> Problem
Pull out every line of the material below that contains the word "stack", and copy each such line in full.

> Entries shown
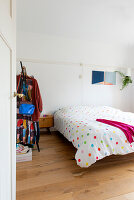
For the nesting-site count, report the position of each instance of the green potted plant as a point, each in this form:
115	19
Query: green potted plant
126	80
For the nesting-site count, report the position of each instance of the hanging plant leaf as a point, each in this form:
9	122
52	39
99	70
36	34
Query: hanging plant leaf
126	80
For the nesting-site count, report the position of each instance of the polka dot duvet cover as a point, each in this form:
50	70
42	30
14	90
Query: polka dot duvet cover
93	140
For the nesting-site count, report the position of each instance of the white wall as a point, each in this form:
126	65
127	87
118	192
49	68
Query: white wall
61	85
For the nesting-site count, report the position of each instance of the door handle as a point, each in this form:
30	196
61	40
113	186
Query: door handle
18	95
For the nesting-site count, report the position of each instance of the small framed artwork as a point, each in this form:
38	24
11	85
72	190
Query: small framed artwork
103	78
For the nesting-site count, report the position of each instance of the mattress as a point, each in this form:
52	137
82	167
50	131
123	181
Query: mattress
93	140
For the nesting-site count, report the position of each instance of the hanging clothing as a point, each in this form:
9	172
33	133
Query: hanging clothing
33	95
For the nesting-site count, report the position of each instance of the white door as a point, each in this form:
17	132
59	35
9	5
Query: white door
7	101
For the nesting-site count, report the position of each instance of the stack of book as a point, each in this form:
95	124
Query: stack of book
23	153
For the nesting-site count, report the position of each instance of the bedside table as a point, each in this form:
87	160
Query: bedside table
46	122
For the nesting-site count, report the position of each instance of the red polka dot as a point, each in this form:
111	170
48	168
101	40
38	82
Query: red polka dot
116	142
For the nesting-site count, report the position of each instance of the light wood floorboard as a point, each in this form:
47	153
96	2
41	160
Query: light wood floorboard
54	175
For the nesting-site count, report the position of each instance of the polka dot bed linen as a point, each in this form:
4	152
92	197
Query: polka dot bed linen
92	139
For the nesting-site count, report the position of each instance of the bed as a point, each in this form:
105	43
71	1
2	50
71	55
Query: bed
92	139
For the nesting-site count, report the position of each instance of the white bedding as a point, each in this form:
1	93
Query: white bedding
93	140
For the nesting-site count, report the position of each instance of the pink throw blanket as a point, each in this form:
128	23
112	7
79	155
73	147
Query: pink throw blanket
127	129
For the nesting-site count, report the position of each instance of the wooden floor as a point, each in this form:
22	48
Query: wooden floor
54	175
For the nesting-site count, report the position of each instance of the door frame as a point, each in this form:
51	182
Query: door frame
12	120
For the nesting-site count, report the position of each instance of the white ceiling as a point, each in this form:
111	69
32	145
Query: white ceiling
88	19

---

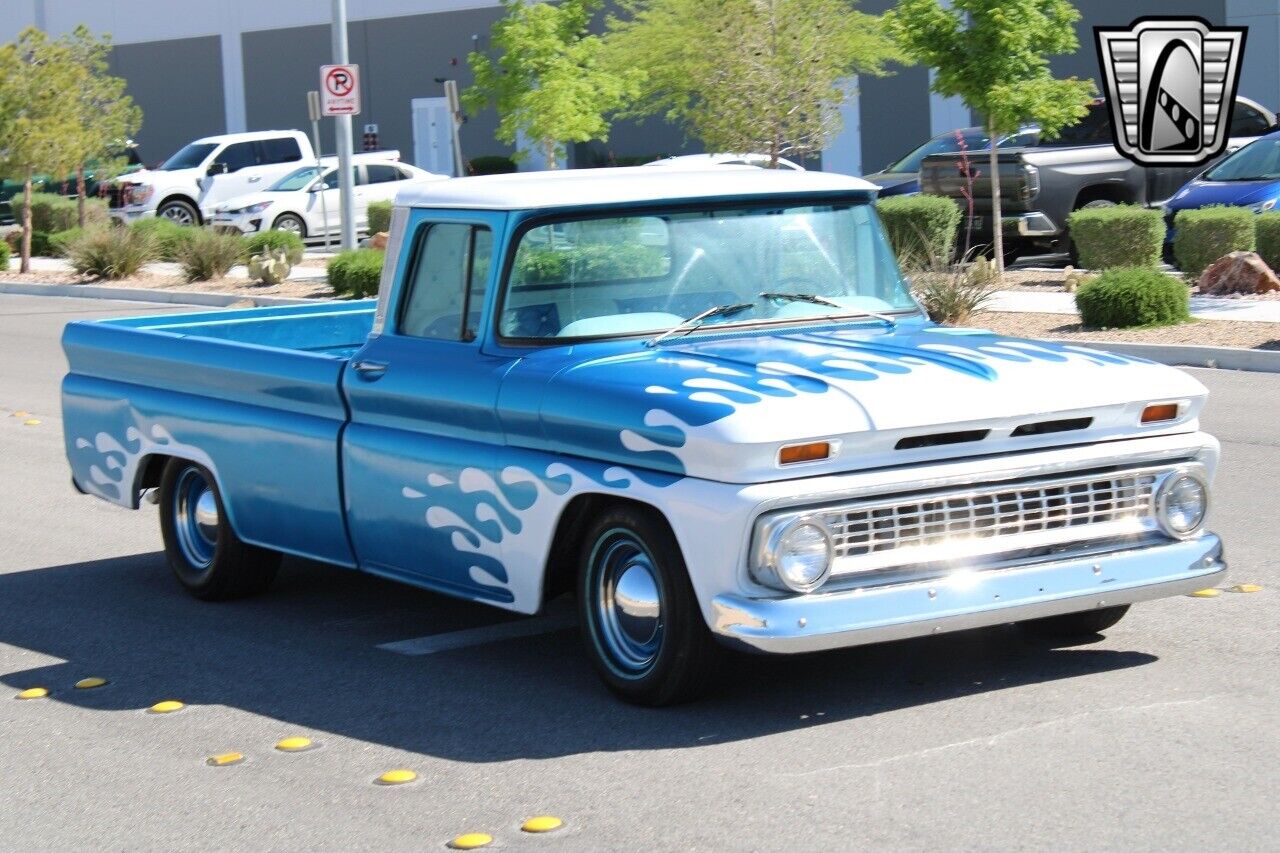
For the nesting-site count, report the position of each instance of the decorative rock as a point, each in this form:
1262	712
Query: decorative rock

> Correct output
For the nesting-site count, report the position of each instance of the stack of book as a point, each in this form:
Query: stack of book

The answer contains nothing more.